FRAGMENTO:
Y es que el terremoto no sólo dejó a la vista la estructura dañada de los modernos edificios. También quedaron al desnudo el daño estructural de nuestra sociedad, acusando una debilidad que tal vez no se había advertido antes con tanta crudeza: la fragmentación social y la consecuente vulnerabilidad de nuestro pueblo ante las adversidades. Más que nunca quedó al descubierto la falta de educación de nuestro pueblo, pero no esa educación que se reduce a la adquisición de contenidos que habitualmente entrega el colegio como preparación para el mundo académico o laboral –que no son, por cierto las únicas dimensiones de la vida-, sino aquella vinculada al ejercicio de la ciudadanía, aquella que nos prepara para la vida social, es decir, esa educación que nos permite incluirnos en un tejido social para participar en él, autogobernándonos, confiando en los demás y queriendo contribuir por el bienestar de un grupo humano.

Si nuestro pueblo fuera educado –lo que involucra materias cívicas y de derechos humanos, sociales y civiles- es muy probable que gran parte de esta historia hubiera sido diferente, porque la conciencia política permite un sentido de pertenencia y responsabilidad para con los otros que se traduce en una mayor organización. El caso de Martina, la niña de Juan Fernández que corrió a tocar la campana de su pueblo para alertar a sus vecinos, da cuenta de un sentido distinto de vivir en un grupo humano.  El actuar de esta niña manifiesta un sentido de responsabilidad para con los otros, de un sentido de participación y pertenencia que no sólo la hace consciente de sus derechos, sino también de sus deberes para con los demás, no calculando cuánto se gana o se pierde con ese compromiso, porque no es el criterio rentabilidad el que guía las acciones –lógica de mercado- sino el sentido ético.

MATERIAL DE CONSULTA:
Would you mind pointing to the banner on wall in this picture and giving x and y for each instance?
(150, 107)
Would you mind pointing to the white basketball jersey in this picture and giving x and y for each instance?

COMPLETA LO SIGUIENTE:
**A)** Reproduce sin cambios el fragmento sobre el terremoto desde "Si nuestro pueblo" hasta "el sentido ético.".
**B)** Indica si cada afirmación concuerda con el fragmento sobre el terremoto, respondiendo sí o no y citando textualmente las palabras que lo deciden. (i) La niña que tocó la campana para alertar a sus vecinos se llamaba Martina y era de Juan Fernández. (ii) La educación que faltó es la que entrega el colegio como preparación para el mundo académico o laboral. (iii) Lo que guía las acciones de la niña es el criterio de rentabilidad.
**C)** Continúa el fragmento sobre el terremoto a partir de su última oración.

CLAVE DE RESPUESTAS:
**A)**
Si nuestro pueblo fuera educado –lo que involucra materias cívicas y de derechos humanos, sociales y civiles- es muy probable que gran parte de esta historia hubiera sido diferente, porque la conciencia política permite un sentido de pertenencia y responsabilidad para con los otros que se traduce en una mayor organización. El caso de Martina, la niña de Juan Fernández que corrió a tocar la campana de su pueblo para alertar a sus vecinos, da cuenta de un sentido distinto de vivir en un grupo humano.  El actuar de esta niña manifiesta un sentido de responsabilidad para con los otros, de un sentido de participación y pertenencia que no sólo la hace consciente de sus derechos, sino también de sus deberes para con los demás, no calculando cuánto se gana o se pierde con ese compromiso, porque no es el criterio rentabilidad el que guía las acciones –lógica de mercado- sino el sentido ético.

**B)**
(i) Sí: «El caso de Martina, la niña de Juan Fernández que corrió a tocar la campana de su pueblo para alertar a sus vecinos».
(ii) No: «pero no esa educación que se reduce a la adquisición de contenidos que habitualmente entrega el colegio como preparación para el mundo académico o laboral».
(iii) No: «no es el criterio rentabilidad el que guía las acciones –lógica de mercado- sino el sentido ético».

**C)**
A diferencia de este destacable caso, la devastación dejó al descubierto en otros lugares la cuestionable calidad humana de muchos que agravaron la situación al sembrar desconfianza y temor aprovechándose de las circunstancias (como el caso de quienes robaron en tiendas y supermercados), la falta de ética de empresas constructoras que no se pronunciaron en su responsabilidad en los casos de edificios afectados, y el aprovechamiento de los medios al convertir la catástrofe en otra oportunidad de farandulización con su consecuente provecho económico.  Todo ello, manifestación de las grietas profundas que hay en nuestra estructura social.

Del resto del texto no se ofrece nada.